> AVAILABLE DATA:

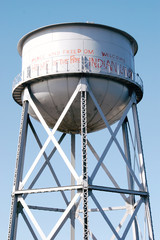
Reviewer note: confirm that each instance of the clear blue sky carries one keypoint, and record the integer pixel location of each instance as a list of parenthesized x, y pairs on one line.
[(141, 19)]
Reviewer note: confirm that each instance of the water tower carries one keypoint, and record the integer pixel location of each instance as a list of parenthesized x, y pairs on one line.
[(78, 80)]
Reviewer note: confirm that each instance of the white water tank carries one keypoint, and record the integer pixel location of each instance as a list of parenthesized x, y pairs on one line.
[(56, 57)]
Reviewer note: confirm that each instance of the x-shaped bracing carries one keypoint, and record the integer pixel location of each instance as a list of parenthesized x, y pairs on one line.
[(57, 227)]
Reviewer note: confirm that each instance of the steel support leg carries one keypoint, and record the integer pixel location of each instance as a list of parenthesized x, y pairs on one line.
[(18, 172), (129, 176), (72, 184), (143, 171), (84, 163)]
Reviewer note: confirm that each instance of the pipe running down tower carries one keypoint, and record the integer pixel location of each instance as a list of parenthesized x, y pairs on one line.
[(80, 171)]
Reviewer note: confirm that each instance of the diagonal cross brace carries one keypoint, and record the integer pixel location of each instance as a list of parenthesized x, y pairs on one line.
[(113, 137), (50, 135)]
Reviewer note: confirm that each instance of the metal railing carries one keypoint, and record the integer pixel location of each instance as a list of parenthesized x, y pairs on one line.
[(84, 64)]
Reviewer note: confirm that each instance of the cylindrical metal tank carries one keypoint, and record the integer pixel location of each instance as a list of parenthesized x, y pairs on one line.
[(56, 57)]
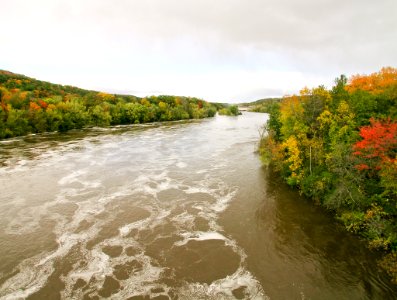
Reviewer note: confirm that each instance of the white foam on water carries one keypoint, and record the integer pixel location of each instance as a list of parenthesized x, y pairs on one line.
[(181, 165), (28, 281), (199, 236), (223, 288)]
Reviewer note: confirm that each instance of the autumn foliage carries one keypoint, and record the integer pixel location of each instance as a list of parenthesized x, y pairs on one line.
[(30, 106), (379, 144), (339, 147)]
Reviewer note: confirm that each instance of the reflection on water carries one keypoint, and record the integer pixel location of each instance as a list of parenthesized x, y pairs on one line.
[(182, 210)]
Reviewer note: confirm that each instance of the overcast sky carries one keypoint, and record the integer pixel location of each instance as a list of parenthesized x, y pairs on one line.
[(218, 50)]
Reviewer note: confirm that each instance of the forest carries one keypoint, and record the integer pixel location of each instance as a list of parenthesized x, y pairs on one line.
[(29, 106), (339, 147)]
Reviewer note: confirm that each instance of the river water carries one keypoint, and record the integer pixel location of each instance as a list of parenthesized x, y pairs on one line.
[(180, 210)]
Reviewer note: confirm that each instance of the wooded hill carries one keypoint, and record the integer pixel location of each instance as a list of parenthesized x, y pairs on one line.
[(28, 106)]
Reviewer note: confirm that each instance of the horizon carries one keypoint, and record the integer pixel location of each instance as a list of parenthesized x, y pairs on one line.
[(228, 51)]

...

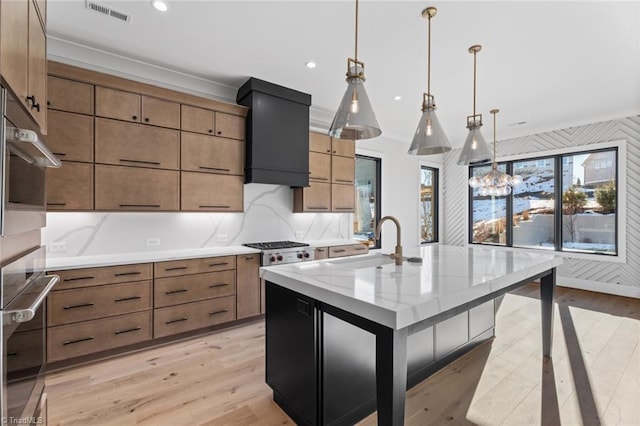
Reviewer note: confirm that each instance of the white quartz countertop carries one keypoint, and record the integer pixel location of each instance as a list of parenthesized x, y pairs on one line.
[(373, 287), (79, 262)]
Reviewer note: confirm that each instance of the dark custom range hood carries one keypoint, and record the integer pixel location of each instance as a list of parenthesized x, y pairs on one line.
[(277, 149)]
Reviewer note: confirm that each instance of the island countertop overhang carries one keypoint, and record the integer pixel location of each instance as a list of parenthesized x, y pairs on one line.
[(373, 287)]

* * *

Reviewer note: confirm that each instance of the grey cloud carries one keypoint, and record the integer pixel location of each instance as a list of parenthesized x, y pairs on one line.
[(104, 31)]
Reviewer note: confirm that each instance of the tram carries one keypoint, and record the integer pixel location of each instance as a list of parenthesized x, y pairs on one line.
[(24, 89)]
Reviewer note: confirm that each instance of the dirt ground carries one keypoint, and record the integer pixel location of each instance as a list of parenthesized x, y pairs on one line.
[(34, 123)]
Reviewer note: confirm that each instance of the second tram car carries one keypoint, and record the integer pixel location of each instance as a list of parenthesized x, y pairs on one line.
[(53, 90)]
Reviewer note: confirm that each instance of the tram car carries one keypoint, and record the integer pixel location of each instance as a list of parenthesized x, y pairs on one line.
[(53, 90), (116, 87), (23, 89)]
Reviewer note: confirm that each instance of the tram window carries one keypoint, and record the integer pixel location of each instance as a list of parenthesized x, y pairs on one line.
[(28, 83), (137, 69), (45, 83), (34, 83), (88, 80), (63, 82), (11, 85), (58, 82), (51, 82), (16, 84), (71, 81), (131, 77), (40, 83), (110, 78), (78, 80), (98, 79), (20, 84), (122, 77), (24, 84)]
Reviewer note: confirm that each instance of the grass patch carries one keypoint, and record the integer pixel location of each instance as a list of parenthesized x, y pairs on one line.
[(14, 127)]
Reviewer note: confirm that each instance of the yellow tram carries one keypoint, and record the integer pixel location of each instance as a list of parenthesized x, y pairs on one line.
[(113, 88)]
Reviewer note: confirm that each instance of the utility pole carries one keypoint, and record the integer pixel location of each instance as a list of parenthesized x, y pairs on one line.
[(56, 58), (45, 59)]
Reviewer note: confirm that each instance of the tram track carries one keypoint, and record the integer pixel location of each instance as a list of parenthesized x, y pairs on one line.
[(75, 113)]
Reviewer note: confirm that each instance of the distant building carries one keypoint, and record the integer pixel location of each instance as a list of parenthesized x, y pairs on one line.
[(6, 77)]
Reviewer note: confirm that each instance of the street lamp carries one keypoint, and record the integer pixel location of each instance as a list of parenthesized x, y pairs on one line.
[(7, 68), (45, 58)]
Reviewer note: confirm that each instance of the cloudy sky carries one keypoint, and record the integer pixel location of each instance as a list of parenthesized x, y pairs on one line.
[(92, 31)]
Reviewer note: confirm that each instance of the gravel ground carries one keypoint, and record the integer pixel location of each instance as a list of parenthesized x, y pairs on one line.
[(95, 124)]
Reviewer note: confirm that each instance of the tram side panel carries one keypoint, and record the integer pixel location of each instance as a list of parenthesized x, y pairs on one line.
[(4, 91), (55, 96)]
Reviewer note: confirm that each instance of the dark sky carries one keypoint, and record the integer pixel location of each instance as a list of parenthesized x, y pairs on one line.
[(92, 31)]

> TASK STATEMENT: Rewrite the part of the data that opens with the line containing "Reviewer note: confirm that each instance of the clear" and closes with the line containing "[(57, 227)]", renaming "keypoint" to "landmark" and leaving everything else as it is. Return only those lines.

> RESULT OF THIS EXERCISE:
Reviewer note: confirm that each instance of the clear blue sky carries one landmark, and record the integer pixel location of each instance as a list of parenthesized x, y pairs on one line.
[(141, 19)]
Reviewer note: confirm that each instance of the water tower carries one landmark, and record the integer pixel location of each instance as a list of parenthesized x, y pairs on one line.
[(78, 80)]
Reviewer note: confirm that each instance of the white water tank carries one landmark, and record the integer pixel location of each instance as a list of parenthesized x, y pairs on one line.
[(56, 57)]
Reviewer note: confirm that each instance of the x-shaped bracing carries one landmark, and record the integer pixel location of each instance as a list of parenthesized x, y pairs on one line.
[(57, 227)]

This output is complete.